Challenge: Quote every line as written. Omit pictures.

Records provided:
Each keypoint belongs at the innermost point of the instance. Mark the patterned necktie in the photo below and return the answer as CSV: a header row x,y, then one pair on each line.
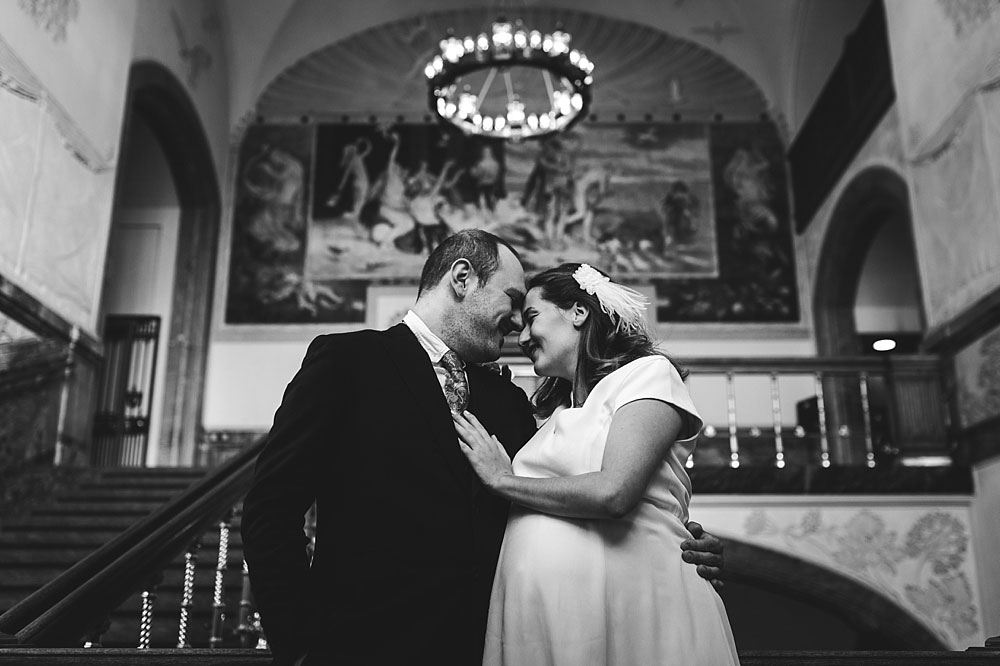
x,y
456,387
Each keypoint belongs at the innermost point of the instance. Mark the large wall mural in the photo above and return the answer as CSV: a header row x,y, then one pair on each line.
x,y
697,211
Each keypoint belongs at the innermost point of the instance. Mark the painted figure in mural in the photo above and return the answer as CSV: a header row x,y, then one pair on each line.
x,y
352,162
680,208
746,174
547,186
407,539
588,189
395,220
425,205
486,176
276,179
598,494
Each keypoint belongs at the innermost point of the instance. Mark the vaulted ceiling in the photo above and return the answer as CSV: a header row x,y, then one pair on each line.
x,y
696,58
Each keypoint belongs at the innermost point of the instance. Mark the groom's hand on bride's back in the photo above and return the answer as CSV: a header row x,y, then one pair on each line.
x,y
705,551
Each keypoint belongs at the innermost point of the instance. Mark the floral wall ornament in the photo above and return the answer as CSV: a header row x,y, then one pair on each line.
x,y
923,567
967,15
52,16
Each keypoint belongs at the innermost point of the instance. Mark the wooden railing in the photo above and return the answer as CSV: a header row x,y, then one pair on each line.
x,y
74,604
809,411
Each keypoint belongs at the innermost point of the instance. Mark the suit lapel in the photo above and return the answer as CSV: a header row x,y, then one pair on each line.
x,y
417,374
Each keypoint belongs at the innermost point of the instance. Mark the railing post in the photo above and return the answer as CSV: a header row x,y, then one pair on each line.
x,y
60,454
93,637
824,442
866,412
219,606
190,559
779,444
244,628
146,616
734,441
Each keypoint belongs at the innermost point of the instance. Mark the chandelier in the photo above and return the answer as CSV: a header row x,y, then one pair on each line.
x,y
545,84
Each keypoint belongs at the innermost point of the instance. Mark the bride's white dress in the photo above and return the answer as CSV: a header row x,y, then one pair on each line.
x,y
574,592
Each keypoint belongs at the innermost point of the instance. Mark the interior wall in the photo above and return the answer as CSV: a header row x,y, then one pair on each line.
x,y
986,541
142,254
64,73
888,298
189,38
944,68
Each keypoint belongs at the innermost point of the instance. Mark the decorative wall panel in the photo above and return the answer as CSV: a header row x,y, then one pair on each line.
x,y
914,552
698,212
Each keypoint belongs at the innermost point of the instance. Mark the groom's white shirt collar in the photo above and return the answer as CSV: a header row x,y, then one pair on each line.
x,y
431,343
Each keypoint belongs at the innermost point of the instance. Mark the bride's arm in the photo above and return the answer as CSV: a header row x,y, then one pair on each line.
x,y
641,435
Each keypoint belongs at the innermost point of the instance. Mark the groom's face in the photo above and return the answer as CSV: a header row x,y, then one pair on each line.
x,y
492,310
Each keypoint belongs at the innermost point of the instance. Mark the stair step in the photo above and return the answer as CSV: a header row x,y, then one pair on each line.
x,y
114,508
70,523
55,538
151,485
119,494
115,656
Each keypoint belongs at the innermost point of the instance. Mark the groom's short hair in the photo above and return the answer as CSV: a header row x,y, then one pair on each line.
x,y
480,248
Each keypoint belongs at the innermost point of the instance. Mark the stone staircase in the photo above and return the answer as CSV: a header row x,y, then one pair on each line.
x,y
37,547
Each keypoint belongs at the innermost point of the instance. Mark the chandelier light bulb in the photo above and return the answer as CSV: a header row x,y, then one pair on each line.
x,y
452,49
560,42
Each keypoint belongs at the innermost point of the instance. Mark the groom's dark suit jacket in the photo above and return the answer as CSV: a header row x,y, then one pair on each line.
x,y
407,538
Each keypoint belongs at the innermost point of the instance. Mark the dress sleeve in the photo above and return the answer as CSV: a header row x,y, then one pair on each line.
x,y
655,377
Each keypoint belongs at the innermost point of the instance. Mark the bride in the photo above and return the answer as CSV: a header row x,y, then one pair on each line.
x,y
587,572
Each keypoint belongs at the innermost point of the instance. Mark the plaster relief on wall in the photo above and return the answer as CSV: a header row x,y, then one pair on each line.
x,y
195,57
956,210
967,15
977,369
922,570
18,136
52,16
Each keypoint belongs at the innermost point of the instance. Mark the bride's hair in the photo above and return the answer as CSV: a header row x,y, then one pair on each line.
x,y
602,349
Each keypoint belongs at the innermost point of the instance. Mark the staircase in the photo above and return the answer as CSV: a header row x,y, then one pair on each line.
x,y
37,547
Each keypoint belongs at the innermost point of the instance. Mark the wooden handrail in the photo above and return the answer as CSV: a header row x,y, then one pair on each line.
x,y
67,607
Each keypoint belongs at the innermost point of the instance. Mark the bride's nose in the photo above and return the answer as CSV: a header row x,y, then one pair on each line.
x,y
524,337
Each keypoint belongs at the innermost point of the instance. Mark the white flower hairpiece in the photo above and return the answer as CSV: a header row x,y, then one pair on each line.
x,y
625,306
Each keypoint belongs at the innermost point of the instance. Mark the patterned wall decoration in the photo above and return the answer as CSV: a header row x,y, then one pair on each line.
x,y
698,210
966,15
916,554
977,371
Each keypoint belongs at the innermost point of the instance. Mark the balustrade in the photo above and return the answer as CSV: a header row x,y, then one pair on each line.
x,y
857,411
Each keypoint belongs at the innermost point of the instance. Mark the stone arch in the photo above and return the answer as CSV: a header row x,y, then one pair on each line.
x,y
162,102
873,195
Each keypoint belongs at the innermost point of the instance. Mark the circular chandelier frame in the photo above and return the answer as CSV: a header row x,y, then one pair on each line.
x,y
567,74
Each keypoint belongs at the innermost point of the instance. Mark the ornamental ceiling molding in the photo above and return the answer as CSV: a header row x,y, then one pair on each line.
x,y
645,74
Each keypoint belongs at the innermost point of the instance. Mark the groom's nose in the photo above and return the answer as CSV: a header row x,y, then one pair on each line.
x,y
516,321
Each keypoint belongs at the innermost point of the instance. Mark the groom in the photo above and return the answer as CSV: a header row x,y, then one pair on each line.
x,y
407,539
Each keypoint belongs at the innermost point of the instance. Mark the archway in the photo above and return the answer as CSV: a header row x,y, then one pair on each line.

Problem solution:
Each keypoint belongs at the innermost point of the instance. Mark the patterned necktie in the photo below and return the answer as CSV: a header row x,y, then one pair on each line.
x,y
456,387
Each keypoint belongs at the innermost point of the instance. Mark the large wall mural in the photo above and return the answer as CSV: a header row x,y, then one pair on each line.
x,y
697,211
Each keypoint belongs at the innermost point of the instance. Mark the painted figure in mural in the photo above and return the answer as CSV: a header row x,y, then one pair on each line.
x,y
352,162
680,208
746,174
547,186
407,539
588,189
395,220
425,205
486,176
276,179
598,494
Each keypoint belongs at the innermost point of the instance. Mark the vaulted ceiling in the photo above and return the answer as CSV: a header row x,y, then one pair on each line.
x,y
696,58
Each keypoint belongs at the innermost point of the instance. Mark the groom's hand on bride's back in the photo above and return the answer as CSV: a header row x,y, then one pair on each line.
x,y
705,551
Each keypoint belongs at the innermost point of the instance. Mark the floral wall ornament in the photo above and return the answer as CSV: a header row x,y, then one pair on each line.
x,y
923,567
967,15
52,16
Each keypoint belongs at the innermost point of the instance. Mark the wooden railing in the photo above and return the answer as CSV: a header row x,y, then one pair on each line.
x,y
74,604
809,411
Each keypoint belongs at the innermost point of the instance. Mark the suit lapel in the photo above and return the answer as CSV: a header row x,y, then one pair on each line.
x,y
417,374
Each keypoint belongs at the innermost point of the instance. Mark the railing post in the photo above and return the answer as CSV: a header row x,y, then one pair on each line.
x,y
60,454
93,637
824,442
866,412
219,606
190,559
779,444
244,628
146,616
734,441
Each keypoint belongs at the innermost point of the instance. Mark the chandelier in the photo above and return the answer as CSV: a header row x,y, then one pair on each line.
x,y
545,84
Each keypoint belongs at the innermost point of the instance. Mark the bride's white dress in the photo above and return the answer as CSV: a header row x,y, then one pair on each line.
x,y
574,592
Each keypoint belongs at the innermost point of the instance. Mark the interior wall in the photo above and return the answer as CSV: a header row x,y, then one pair on each line.
x,y
986,541
142,254
64,73
888,298
189,38
944,68
Each keypoint belongs at the innermost point of the instance. Mark the decorative wall panel in the photo above and return the answer as CSV: a header row x,y, then one pair on each line.
x,y
914,552
698,212
Each keypoint belongs at the innermost point of the instance. Mark the groom's white shirt collar in the photo above and return the answer as CSV: a header row x,y, then one pair on each line.
x,y
431,343
Each keypoint belongs at the innermost point of the instance. Mark the bride's arm in the photo above and return the answer as CSV: a header row x,y, then one pair on each line.
x,y
641,435
Each keypoint belongs at the innermost point of the instance. Mark the groom's face in the photo above and return the answer as CSV: a header row x,y, then one pair on each line.
x,y
492,310
Each keypoint belongs at the innermost point of the instance. Mark the stair step in the photo above and return the answer as CSV: a header row x,y, then one pair on each line.
x,y
114,508
70,523
55,538
151,485
119,494
115,656
Each keypoint belongs at the innermost point of the instance. Mark the groom's short hair in the photo above and return the answer as CSV: a header row x,y, then one pair on each line.
x,y
480,248
Each keypoint belongs at the innermost point of the instance. Mark the stone staircase in the photo above and return the answer as CSV: a header row x,y, then one pair on each line.
x,y
37,547
Each keypoint belongs at the innermost point of the instance. Mark the chandelier light bulb in the photo above and return the answer as CSV: a header row x,y, then one pair on each line.
x,y
452,49
560,42
Each keypoint belongs at the innermost point of the instance. Mark the groom's dark suit jacket in the photo above and return the answer as CSV: a header row x,y, then one pair on each line.
x,y
407,538
Each keypoint belongs at the innermost point of the instance. Mark the dress sleeve in the photo above and return the answer as CSV: a header row x,y, then one pair on each line.
x,y
655,377
Each keypoint belongs at the innermost point of the instance. Mark the bride in the photo above and return the answer as CSV: a header row x,y, then one pair on each line.
x,y
587,572
Each keypoint belongs at the innermost point of the instance. Mark the plaster relief on wall in the photo above and return the answer as CSV: a header row x,y, then one pair on each line.
x,y
195,57
956,210
967,15
977,369
922,570
18,136
52,16
Each keypoint belongs at the innermost point of the instance. Mark the bride's hair in the photo above and return the answer as CSV: a header row x,y, then one pair on each line.
x,y
602,349
Each keypoint belongs at the innermost point of the instance. Mark the staircase in the photo above and return the answer as CSV: a header row x,y, then one pair on each line.
x,y
37,547
Each keypoint belongs at the innermost point of the instance. Mark the wooden handrail in the photo above and return the answer as CSV: a header row x,y, then one pair on each line.
x,y
67,607
Each keypoint belongs at the innermost point of the instance. Mark the bride's nose in the photo above and return the answer as CSV: a header row x,y, then one pair on each line.
x,y
524,337
Each keypoint belongs at the innermost point of the instance. Mark the white flower hairpiece in the photo above and return the answer as CSV: a header row x,y, then one pair on each line.
x,y
625,306
Each keypoint belongs at the innermost point of the instance. Mark the patterned wall decoration in the photo above and return the answer as CSV: a header row x,y, then one pair on each line.
x,y
698,210
966,15
916,554
977,371
Each keypoint belongs at the innermost point of the instance. Mark the balustrade in the photo above and return the answer as CSV: a header row x,y, then one pair on each line.
x,y
857,411
Each keypoint belongs at the innermost point of the instance. Mark the stone arch in the photo above and return the answer as CSV: a header row x,y, then one pair on each line.
x,y
162,102
873,195
Each keypoint belongs at the innermost point of the instance. Mark the circular chandelier frame in the photo above and return the answer as CSV: a header row x,y, then one pair on each line.
x,y
567,74
Each keypoint belongs at the innermost point of the instance. Mark the ornamental ceiling molding in the photo above and return the answer as CSV: a header row x,y, then one pair on each line.
x,y
645,74
Each keypoint belongs at the innermost point of the instance. Mark the groom's nose in the photo above and return the answer as CSV: a header row x,y, then one pair on each line.
x,y
516,321
Each keypoint belongs at the innermost point of the instance. Mark the groom in the photo above and return the answer as CSV: a header row x,y, then one pair on each line.
x,y
407,539
Each keypoint belongs at the innermost point of the instance. Mark the archway in the photo above and return the answer as CSV: a header row x,y, then one pair on each line.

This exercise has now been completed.